● **SOURCE TEXT**:
* * * * * * *

Along with Pascall, Hockey Canada’s vice president of hockey operations and national teams, those men will have conference calls over the next few weeks to discuss putting together a coaching staff and then a projected roster. That process has already begun.
“I think you’ve got to look at teams that are not likely to make the playoffs and see what’s available and at least get your mind going and start thinking about line combinations and checkers and energy guys and scorers,” Hextall said in a phone interview. “It’s never too early to start thinking.”
The immediate next step for the management team is to zero in on coaches. Ralph Krueger, who served as a coaching consultant in Sochi, and Kevin Dineen, who coached the women’s team to gold and will be behind the bench for the men’s under-18 world championships next month, have been speculated as possible options.
Either would fit with what Blake said in general terms he’s looking for.
“I think part of that staff should have some experience overseas, whether it be coaching over there, coaching an international tournament at some time or being involved on a staff,” he said. “It’s a different tournament, it’s not the same as over here. I think some of that experience in scheduling wise, knowing some of the teams and tendencies of those countries and obviously with the setup and that all being different than North America, it’s nice to have somebody with some experience on that.”
Part of this tournament is getting experience, for the players, coaches and members of the management staff. Blake, Hextall and Treliving are all legitimate candidates for head GM jobs in the not-too-distant future.
Experience already gained in NHL front offices is key now.
“I think you learn, it’s one thing to build a team over a long haul and what you have to do is use everything you’ve learned over the long haul to try and put a team together for the short term,” said Hextall, who played in the 1987 Canada Cup and the 1992 world championship. “I think it’s more lessons I’ve learned from NHL experience that I’ll be able to lend a hand in trying to help Blake and Brad build this team.”

* * * * * * *

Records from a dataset

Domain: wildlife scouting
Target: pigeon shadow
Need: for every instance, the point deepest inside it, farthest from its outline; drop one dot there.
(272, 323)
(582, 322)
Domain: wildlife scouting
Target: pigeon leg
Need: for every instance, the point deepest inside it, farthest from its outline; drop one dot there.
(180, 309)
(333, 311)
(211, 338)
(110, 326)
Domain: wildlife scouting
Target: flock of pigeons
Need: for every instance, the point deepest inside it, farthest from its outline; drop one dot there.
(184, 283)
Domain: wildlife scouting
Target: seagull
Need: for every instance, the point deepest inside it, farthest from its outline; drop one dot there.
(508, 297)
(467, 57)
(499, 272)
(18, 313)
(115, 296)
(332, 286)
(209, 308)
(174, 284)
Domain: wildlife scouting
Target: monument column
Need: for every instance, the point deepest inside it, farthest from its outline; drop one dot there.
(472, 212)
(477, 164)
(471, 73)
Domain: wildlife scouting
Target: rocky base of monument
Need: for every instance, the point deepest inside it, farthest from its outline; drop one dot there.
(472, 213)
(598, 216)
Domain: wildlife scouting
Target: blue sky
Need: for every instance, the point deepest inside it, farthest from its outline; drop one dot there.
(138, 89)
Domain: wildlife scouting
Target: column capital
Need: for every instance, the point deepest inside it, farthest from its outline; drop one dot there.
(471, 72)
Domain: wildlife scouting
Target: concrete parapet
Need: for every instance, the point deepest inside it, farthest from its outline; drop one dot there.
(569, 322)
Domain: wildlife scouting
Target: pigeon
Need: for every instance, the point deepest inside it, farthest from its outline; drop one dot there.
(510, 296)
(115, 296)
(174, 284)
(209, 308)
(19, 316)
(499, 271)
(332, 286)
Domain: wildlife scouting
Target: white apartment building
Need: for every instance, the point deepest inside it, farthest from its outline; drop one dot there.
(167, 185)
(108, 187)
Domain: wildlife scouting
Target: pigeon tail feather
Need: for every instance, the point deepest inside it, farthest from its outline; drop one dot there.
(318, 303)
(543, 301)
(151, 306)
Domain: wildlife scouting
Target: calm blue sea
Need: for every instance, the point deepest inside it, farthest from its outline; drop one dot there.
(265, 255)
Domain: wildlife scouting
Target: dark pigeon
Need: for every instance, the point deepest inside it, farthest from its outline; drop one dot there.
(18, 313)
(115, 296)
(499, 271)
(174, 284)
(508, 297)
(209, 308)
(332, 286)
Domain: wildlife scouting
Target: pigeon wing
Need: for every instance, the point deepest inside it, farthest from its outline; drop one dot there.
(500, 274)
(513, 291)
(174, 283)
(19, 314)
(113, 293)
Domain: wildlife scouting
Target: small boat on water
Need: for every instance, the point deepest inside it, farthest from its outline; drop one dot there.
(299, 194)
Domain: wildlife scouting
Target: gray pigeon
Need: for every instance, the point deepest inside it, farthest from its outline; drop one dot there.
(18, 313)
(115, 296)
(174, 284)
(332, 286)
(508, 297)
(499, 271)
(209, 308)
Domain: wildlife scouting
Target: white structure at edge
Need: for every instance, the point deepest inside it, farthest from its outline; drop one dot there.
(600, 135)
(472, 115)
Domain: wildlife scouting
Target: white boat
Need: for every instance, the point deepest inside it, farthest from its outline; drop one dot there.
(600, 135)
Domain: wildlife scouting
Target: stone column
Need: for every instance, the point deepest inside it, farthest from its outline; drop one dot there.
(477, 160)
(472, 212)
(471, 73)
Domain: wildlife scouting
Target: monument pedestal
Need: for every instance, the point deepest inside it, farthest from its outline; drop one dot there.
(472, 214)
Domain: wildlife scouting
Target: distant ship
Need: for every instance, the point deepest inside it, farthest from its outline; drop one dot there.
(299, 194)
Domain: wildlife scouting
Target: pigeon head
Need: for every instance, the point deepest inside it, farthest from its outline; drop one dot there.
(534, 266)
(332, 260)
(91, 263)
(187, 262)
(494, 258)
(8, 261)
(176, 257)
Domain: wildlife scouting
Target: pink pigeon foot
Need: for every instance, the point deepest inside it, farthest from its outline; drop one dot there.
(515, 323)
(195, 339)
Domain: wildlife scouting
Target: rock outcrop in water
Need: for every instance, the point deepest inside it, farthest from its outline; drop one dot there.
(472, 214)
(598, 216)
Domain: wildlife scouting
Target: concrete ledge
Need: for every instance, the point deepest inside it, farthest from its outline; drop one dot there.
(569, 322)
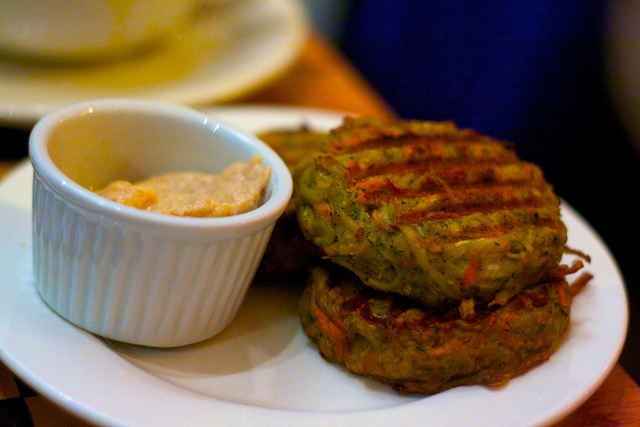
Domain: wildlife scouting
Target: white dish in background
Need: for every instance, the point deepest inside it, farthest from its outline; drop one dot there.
(262, 370)
(233, 48)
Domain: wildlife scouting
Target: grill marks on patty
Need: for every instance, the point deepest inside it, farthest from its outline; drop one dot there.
(443, 177)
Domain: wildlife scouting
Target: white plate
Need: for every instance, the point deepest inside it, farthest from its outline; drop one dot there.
(262, 370)
(231, 49)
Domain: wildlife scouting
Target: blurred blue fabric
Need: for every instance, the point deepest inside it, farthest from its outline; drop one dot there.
(528, 71)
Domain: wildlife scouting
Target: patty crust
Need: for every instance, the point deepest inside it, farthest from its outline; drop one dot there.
(394, 340)
(288, 251)
(431, 211)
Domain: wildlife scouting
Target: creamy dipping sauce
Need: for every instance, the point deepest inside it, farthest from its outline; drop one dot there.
(238, 189)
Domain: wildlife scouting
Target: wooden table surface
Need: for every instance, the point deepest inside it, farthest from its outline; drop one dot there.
(323, 78)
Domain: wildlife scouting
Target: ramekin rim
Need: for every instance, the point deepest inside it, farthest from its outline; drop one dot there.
(64, 187)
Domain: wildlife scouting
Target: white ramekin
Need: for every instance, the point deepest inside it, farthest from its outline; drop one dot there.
(128, 274)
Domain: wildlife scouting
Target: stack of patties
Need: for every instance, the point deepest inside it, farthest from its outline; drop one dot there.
(445, 251)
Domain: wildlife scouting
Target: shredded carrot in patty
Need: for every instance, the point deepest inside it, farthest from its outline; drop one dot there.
(470, 273)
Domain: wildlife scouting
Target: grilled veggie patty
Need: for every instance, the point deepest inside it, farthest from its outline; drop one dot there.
(390, 338)
(430, 211)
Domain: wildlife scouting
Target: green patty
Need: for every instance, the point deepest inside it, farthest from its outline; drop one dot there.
(430, 211)
(393, 340)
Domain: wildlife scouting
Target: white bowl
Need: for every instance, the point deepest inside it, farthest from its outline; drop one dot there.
(129, 274)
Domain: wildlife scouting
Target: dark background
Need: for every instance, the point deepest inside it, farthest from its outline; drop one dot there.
(532, 72)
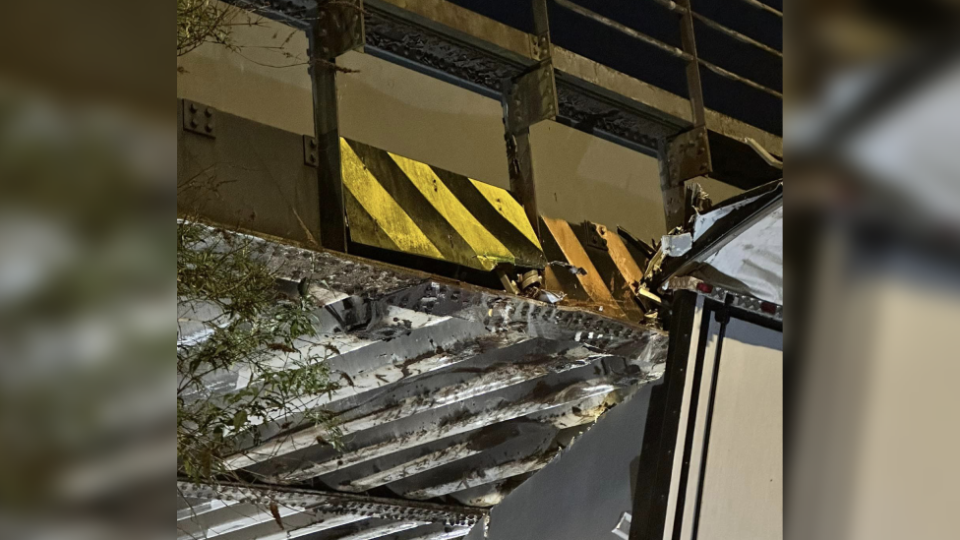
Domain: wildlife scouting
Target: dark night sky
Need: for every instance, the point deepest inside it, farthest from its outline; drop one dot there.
(598, 42)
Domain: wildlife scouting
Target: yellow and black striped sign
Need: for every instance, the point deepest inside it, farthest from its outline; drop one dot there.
(399, 204)
(600, 271)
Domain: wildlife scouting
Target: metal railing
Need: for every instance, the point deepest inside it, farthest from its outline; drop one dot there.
(676, 51)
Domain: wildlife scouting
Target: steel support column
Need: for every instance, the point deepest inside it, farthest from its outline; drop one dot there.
(686, 155)
(339, 28)
(528, 99)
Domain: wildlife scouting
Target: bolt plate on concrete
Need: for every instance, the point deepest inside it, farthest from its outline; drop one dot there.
(200, 119)
(340, 28)
(311, 150)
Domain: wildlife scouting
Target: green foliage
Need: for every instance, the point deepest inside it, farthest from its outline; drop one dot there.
(232, 301)
(202, 21)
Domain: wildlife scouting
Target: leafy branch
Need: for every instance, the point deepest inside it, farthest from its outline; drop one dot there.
(236, 325)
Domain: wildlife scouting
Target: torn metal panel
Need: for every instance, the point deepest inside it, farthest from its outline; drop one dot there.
(335, 503)
(482, 477)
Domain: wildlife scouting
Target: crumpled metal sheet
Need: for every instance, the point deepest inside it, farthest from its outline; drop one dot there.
(754, 258)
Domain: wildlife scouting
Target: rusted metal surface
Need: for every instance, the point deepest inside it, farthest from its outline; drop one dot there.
(339, 27)
(448, 392)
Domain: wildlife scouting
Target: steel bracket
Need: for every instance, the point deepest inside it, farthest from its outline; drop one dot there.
(531, 98)
(311, 151)
(199, 119)
(340, 28)
(688, 156)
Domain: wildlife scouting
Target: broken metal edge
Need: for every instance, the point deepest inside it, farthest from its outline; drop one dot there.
(762, 308)
(334, 503)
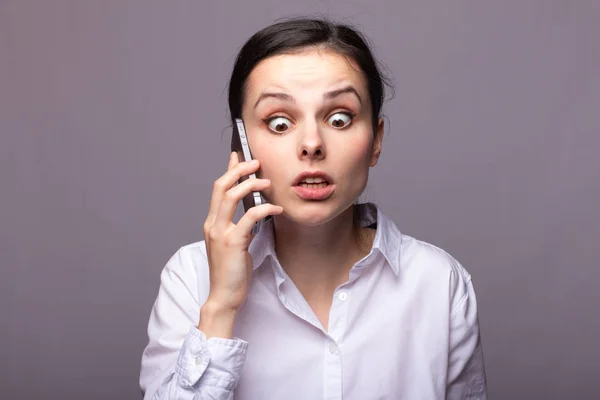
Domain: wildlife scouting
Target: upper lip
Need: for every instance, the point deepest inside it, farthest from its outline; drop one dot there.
(312, 174)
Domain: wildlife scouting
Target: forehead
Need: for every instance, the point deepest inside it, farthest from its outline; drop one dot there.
(305, 71)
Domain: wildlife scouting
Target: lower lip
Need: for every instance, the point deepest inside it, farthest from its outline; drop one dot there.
(314, 194)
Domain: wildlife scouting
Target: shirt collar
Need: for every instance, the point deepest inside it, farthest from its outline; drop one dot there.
(387, 240)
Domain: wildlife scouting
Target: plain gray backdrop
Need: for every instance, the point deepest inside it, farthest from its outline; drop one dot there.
(113, 127)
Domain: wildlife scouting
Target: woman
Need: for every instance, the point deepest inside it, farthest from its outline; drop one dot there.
(329, 300)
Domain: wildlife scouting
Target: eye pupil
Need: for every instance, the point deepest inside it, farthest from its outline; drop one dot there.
(340, 120)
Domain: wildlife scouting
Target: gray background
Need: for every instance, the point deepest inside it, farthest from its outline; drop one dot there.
(112, 121)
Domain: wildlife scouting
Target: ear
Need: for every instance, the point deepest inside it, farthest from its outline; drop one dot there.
(377, 143)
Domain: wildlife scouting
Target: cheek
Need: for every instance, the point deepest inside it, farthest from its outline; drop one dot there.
(359, 151)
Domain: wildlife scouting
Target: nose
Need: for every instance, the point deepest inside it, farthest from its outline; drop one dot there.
(311, 146)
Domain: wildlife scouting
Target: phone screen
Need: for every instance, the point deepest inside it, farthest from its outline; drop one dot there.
(239, 144)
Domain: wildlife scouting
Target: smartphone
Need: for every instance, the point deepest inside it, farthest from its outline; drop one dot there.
(239, 144)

* * * * * * *

Pick up the text about Hockey Canada's management team building a world championship roster and continue it from its last paragraph. The entries aren't needed for anything here.

● **EXPECTED OUTPUT**:
Getting this job also raises the possibility that Blake could be GM of Team Canada at the 2018 Olympics, if NHL players participate. Steve Yzerman has already said it’s time for someone else to fill that role after winning back-to-back gold medals.
“That’s a long ways down the line,” Blake said.
This tournament is not a long ways down the line, as Canada opens play May 9 against France. Blake already has some preliminary lists of potential players and will go through the process in the next few weeks of scouting and evaluating for those spots.
He’ll get some help in that regard not only from Hextall, Treliving and Pascall, but former NHL defenceman Steve Staios, who is the team’s director of player development. Staios is then expected to assist the coaching staff on and off the ice in Minsk, perhaps similar to what Krueger’s job was in the Olympics.
Everything worked for Canada there, and even though the worlds in an Olympic year tend to be something of an afterthought, they’re far from that for those in charge of trying to win gold.
“Any time you go and compete as Team Canada, the expectation is to win,” Treliving said. “Obviously that’s the expectation, that’s the challenge for us and the goal for us putting this team together.”